§ YOUR TASK:
Express every one of the records below as a two-column CSV with the header columns "instruction" and "target". Give one row per record, putting each record's text in the first field and its answer in the second, with both fields in double quotes and any line breaks replaced by spaces.

§ Detection records:
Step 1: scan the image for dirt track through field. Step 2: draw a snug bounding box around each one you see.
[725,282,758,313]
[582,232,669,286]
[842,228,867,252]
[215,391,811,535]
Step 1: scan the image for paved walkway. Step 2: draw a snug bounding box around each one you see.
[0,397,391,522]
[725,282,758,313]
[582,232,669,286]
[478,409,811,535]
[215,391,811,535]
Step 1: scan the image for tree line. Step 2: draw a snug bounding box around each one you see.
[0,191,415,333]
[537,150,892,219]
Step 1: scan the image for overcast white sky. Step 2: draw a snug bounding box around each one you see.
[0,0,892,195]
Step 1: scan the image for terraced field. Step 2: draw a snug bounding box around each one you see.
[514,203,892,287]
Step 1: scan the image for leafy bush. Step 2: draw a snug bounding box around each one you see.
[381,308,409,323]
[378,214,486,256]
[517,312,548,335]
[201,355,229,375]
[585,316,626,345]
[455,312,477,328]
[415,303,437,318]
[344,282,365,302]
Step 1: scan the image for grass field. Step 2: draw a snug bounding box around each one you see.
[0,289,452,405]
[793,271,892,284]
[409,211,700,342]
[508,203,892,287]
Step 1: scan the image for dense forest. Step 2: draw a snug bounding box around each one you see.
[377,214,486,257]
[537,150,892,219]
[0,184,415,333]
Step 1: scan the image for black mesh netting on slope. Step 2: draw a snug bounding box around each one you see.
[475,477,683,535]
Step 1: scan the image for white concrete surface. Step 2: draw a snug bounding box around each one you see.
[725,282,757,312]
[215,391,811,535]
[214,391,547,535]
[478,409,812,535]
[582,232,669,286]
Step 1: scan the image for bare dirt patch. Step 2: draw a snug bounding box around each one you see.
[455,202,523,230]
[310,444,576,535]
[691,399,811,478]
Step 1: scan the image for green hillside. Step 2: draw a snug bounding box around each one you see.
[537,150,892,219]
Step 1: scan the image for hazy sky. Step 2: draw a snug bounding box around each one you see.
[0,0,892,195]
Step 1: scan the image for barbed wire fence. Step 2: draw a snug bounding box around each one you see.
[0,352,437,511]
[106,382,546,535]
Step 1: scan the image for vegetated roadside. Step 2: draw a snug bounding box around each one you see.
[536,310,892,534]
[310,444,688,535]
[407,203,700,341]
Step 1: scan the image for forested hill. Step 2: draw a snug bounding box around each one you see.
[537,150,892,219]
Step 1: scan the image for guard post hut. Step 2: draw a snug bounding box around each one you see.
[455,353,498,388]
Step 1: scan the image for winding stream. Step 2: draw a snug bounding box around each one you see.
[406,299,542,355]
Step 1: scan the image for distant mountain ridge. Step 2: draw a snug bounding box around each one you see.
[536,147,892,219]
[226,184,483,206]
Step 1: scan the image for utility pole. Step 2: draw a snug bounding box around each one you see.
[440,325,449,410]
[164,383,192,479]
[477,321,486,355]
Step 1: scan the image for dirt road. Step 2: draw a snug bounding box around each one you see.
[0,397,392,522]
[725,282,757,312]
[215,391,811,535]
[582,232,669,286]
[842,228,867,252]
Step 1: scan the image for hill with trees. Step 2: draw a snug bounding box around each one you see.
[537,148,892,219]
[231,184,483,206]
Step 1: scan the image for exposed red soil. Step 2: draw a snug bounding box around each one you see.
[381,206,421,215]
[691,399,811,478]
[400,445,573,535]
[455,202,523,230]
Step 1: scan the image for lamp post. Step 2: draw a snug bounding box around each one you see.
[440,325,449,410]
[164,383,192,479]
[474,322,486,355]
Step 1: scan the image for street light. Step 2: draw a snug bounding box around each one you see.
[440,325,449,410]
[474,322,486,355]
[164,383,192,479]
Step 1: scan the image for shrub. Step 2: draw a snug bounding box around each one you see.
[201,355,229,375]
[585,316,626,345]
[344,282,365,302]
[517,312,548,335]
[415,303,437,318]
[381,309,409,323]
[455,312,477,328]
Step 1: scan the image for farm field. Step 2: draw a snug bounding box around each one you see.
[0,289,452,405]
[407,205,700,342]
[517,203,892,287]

§ TASK RESULT:
instruction,target
"Step 1: scan the image for dirt track through field. Step 2: draw a snug bounding box around each one you see.","[725,282,758,313] [582,232,669,286] [842,228,867,252] [215,391,811,535]"
"Step 1: scan the image for paved walkway. Step 2: draw a snug bounding box around each one you see.","[0,397,391,522] [725,282,758,313] [582,232,669,286] [478,409,811,535] [215,391,811,535]"
"Step 1: scan the image for tree line. Step 2: draw a snug bounding box around each one you see.","[0,191,415,333] [537,150,892,219]"
"Step 1: scan the image for overcast white sky. Step 2: draw a snug bounding box around each one you see.","[0,0,892,195]"
"Step 1: scan the image for terraced field. Step 2: draw a snug bounding box around each one you see.","[514,203,892,287]"
"Step 1: scan the image for leafy bush. Step 2: draw a snug bounding box around each one you see.","[381,308,409,323] [378,214,486,256] [517,312,548,335] [201,355,229,375] [585,316,626,345] [455,312,477,328] [415,303,437,318] [344,282,365,302]"
"Step 1: scan the image for grass field. Step 2: draw a snug bounding box around each one you see.","[0,289,452,405] [793,271,892,284] [409,211,700,342] [508,203,892,287]"
"Step 1: scan the image for dense forest. Step 2: draw a snug bounding box around each one you see.","[377,214,486,257] [537,150,892,219] [0,184,415,333]"
"Step 1: scan the image for black mesh netting on slope. Step 2: draw a snug bounding box around each one you see.","[475,477,683,535]"
"Step 1: scan the image for white concrete surface. Step 2: draw a snug bounding box around each one you see.","[725,282,757,312] [215,391,811,535] [214,391,547,535] [478,409,812,535] [582,232,669,286]"
"Step 1: scan the image for bare dirt patch. Step 2: draw a snug bounding box around each one you see.","[455,202,523,230] [310,444,576,535] [691,399,811,478]"
"Step 1: scan the image for green hillside. Step 2: draw a snug bounding box around each one you see.","[537,150,892,219]"
"Step 1: scan the image for hazy sky. Step 2: draw a snug bounding box around each one you see.","[0,0,892,195]"
"Step 1: scan the image for barbed wire fence. Step 2: draw a snug bounding box around each one you see.","[0,352,437,511] [106,382,546,535]"
"Step 1: scan the image for vegetated roadside. Step 2: draw a snug bounding box around each one you see.","[536,310,892,534] [310,444,688,535] [407,203,700,341]"
"Step 1: scan the image for forested hill. Step 2: draw a snug bounding box around each one you see.","[537,150,892,219]"
"Step 1: scan the image for guard post hut. Step 2: draw a snug bounding box around each one you see.","[455,353,498,388]"
"Step 1: scan the image for winding stream. Step 2: draw a snug bounding box around each one you see.","[406,299,542,355]"
"Step 1: scan the image for distant mountain ridge. Step 2: draw a snug bounding box around each one you see.","[536,147,892,219] [226,184,483,206]"
"Step 1: scan the image for utility pole. Step 2: draw a snug bounding box around each one you see.","[440,325,449,410] [164,383,192,479] [477,321,486,355]"
"Step 1: scan the image for dirt road. Step 2: draw a snug bounding box around each one you see.","[0,397,392,522] [725,282,757,312] [215,391,811,535] [582,232,669,286] [842,228,867,252]"
"Step 1: scan the image for hill with trees. Step 2: draw a snug bounding box around each one you see.","[537,148,892,219] [231,184,483,206]"
"Step 1: scan the image for exposed red soil. Step 2: draw a snug bounding box around each one you see.","[381,206,421,215] [691,399,811,478] [400,445,573,535] [455,202,523,230]"
"Step 1: scan the image for lamp post. Step 2: draw a snug bounding box around each one you see.","[440,325,449,410] [164,383,192,479] [474,322,486,355]"
"Step 1: scan the image for street light. Step 2: draw a snug bounding box around each one you see.","[440,325,449,410] [474,322,486,355] [164,383,192,479]"
"Step 1: scan the image for shrub. Step 2: draw a snug bounding box around each one you see.","[201,355,229,375] [585,316,626,345] [344,282,365,302] [517,312,548,335] [415,303,437,318] [381,309,409,323] [455,312,477,328]"
"Step 1: scan the image for farm field. Step 2: draw a snug bounding box around each one you see.","[0,289,452,405] [407,205,700,342] [517,203,892,287]"